> ACCIONES REQUERIDAS:
**A)** Según el texto sobre la pintura de Caravaggio, ¿dónde se encuentra esa obra?
**B)** De acuerdo con el texto sobre la pintura de Caravaggio, explica por qué se desea que hoy nos sintamos llamados y respondamos con generosidad.

> PASAJE EXTRAÍDO:
▬▬▬▬▬▬
Jesús llama a San Mateo
(Caravaggio)
En esta bella pintura del Caravaggio, que se está en la Iglesia San Luis de los franceses en Roma, se expresa la belleza del llamado de Jesús a San Mateo. El Señor entra como un rayo de luz y con su brazo extendido ilumina la vida de los pecadores aferrados a la mesa de recaudación. Algunos están tan absortos y apegados al dinero que ni advierten su presencia, otros miran con indiferencia, alguno duda si responder o no. Mateo se siente llamado en su miseria, y sabemos cómo continúa la historia, lo deja todo para seguir a Jesús. Ojalá que nosotros hoy nos sintamos llamados y respondamos con generosidad porque el Señor ha venido a sanar a los que están enfermos y a buscar a los que estaban perdidos.
(Monseñor Ariel Torrado Mosconi)
▬▬▬▬▬▬
> DATOS PROPORCIONADOS:
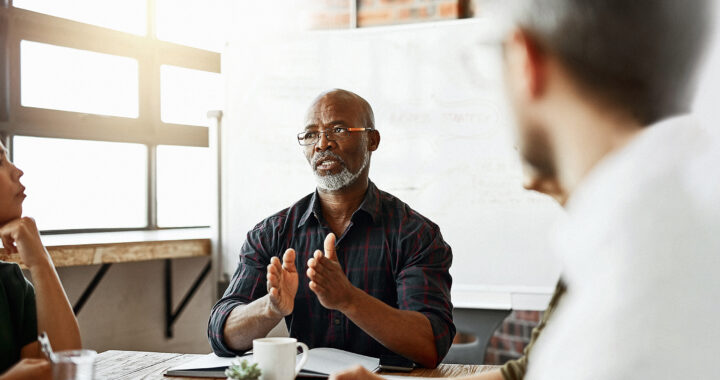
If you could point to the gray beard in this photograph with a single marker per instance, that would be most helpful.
(333, 182)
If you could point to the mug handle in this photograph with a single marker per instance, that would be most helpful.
▬▬▬▬▬▬
> LAS RESPUESTAS:
**A)** Se encuentra en la Iglesia San Luis de los franceses, en Roma.

**B)** Se desea que hoy nos sintamos llamados y respondamos con generosidad porque el Señor ha venido a sanar a los que están enfermos y a buscar a los que estaban perdidos.